Problems and tasks ::
a – How would you put this sentence from the passage on mallard breeding populations into Spanish: "We judge the hunting season by the fall flight – the number of ducks we see and the number of ducks we kill."
b – Could you carry on the passage on mallard breeding populations and hunting below, picking up after its last sentence?

It is important to remember that we do not hunt the breeding population. It should be viewed as the standard measure by which we judge waterfowl management’s success or failure to preserve sufficient breeding stock to provide for a decent fall flight and the continuation of hunting. We judge the hunting season by the fall flight – the number of ducks we see and the number of ducks we kill. The fall flight includes both post-breeding adults and young-of-the-year.

Adaptive Harvest concludes that as the breeding population increases, the number of juveniles produced per adult decreases – a biological phenomenon known as density dependence. Thus, for maximum reproductive efficiency, it attempts to determine the breeding population that will produce the greatest number of young per adult that over the years will provide the maximum sustainable kill. It concludes the most efficient production level is when the spring breeding population is 5.3 million.

What does historical biological data say about this?

We can examine the average hen mallard age-ratios (the number of juveniles per adult in hunters’ bags) for the Mississippi and Central Flyways by the average North American breeding population. This data covers the so-called mid-continent mallard population and the area where most mallards from the traditional survey area are shot.

For the years 1974-2001 we find:

Breeding Population Age-Ratio
10.8 Million* 1.35
9.7 Million 1.39
8.3 Million* 1.59
7.7 Million 1.60
6.5 Million 1.77
5.5 Million 1.57

As you can see, the historical data more or less confirms Adaptive Harvest’s assertion that the age-ratio increases as the number of breeding mallards decreases, although the highest age-ratio occurs when the average population size is in the 6-million range, rather than the 5-million range cited by Adaptive Harvest. (Populations marked with an asterisk denote a one-year sample size.)

Data section ::

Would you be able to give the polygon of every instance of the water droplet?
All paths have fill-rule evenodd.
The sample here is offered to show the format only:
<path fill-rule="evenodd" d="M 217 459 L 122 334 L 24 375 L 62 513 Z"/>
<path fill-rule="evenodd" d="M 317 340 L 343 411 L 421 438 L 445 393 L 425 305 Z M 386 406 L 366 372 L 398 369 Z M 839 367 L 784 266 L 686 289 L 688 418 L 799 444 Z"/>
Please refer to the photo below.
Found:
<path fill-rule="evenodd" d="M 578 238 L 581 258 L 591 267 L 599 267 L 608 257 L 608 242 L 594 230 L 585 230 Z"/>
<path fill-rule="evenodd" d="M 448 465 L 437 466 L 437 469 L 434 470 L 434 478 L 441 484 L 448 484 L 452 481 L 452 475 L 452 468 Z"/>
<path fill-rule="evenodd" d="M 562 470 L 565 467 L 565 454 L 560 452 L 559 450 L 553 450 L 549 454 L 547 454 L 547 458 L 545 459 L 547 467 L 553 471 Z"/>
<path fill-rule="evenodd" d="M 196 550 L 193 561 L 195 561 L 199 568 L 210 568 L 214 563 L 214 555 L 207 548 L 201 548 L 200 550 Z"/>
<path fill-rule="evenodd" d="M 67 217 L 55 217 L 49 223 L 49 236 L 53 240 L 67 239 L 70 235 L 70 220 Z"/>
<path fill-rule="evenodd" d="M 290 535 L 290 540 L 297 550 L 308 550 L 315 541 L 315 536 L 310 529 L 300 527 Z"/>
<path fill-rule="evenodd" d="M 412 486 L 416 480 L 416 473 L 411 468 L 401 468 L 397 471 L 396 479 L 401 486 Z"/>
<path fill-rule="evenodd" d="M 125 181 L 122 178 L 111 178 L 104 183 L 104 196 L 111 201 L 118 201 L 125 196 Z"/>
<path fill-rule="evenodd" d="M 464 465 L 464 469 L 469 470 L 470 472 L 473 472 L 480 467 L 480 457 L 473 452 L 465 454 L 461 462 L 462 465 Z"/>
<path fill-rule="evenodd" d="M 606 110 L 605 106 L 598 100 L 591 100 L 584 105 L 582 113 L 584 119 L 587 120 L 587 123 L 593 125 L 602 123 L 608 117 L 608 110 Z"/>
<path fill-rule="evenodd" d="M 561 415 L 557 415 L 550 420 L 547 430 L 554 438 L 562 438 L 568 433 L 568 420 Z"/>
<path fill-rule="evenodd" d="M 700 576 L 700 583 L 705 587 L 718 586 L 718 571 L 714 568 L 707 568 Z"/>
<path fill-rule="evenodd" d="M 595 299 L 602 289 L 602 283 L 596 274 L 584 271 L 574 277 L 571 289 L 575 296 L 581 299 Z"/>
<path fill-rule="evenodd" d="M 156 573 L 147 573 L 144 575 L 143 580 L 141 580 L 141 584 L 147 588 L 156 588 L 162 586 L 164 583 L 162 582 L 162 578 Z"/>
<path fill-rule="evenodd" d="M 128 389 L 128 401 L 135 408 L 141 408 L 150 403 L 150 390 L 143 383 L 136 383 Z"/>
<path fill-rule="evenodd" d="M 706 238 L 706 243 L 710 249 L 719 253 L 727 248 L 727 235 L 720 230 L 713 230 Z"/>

Task-by-task results ::
a – Juzgamos la temporada de caza por el vuelo de otoño: la cantidad de patos que vemos y la cantidad de patos que matamos.

b –
Does this mean Adaptive Harvest is correct?

The answer to this question depends on whether the juvenile-production rate increase is sufficient to offset the decline in numbers of breeders.

We can construct a simplified fall-flight equation to judge Adaptive Harvest’s assertion.

We assume adult summer-survival of 80 percent. We also adjust for juvenile gunning vulnerability, assumed to be 1.25. The equation is:

Fall Flight = (Breeding Population x .8) x (1 + [Age-Ratio/1.25]).

The calculated fall flights, broken down by average breeding populations for the years 1974-2001, work out like this:

Breeding Population Fall Flight
10.8 Million 18.0 Million
9.7 Million 16.3 Million
8.3 Million 15.0 Million
7.7 Million 14.1 Million
6.5 Million 12.6 Million
5.5 Million 9.9 Million

As you can see, not only is the increase in juvenile productivity insufficient to offset the decline in numbers of breeders, the fall flight under Adaptive Harvest’s 5.3 million breeding population proposal would produce the smallest fall flight of all possible options. The largest fall flights and the best gunning occur in years when the breeding population is highest – a fact borne by our simplified population model and the experiences of veteran waterfowlers.

The same equation, using the data from years in which the mallard breeding population was within 10 percent of Adaptive Harvest’s 5.3 million goal, produced an average fall flight estimate of only 9.6 million.

This suggests that reducing the mallard breeding population goal from the current 8.1 million to 5.3 million would be a horrible mistake. It would result in abysmal fall flights and bleak hunting seasons.

More importantly, our simplified analysis argues we need to increase the breeding population. Adaptive Harvest estimates there is sufficient habitat under average wetland habitat conditions to support a mallard breeding population of 11.5 million. This suggests that to improve hunting waterfowl management should increase our average breeding population from 8.1 million to 10.6 million to take advantage of unoccupied habitat. This works out to one hen per pothole on the northern prairies. It would insure bountiful fall flights and quality gunning for decades to come.

In the meantime, management should dismiss Adaptive Harvest and toss it on the scrap heap. As the data shows, and as duck hunters have discovered in recent years, it is the road to ruin.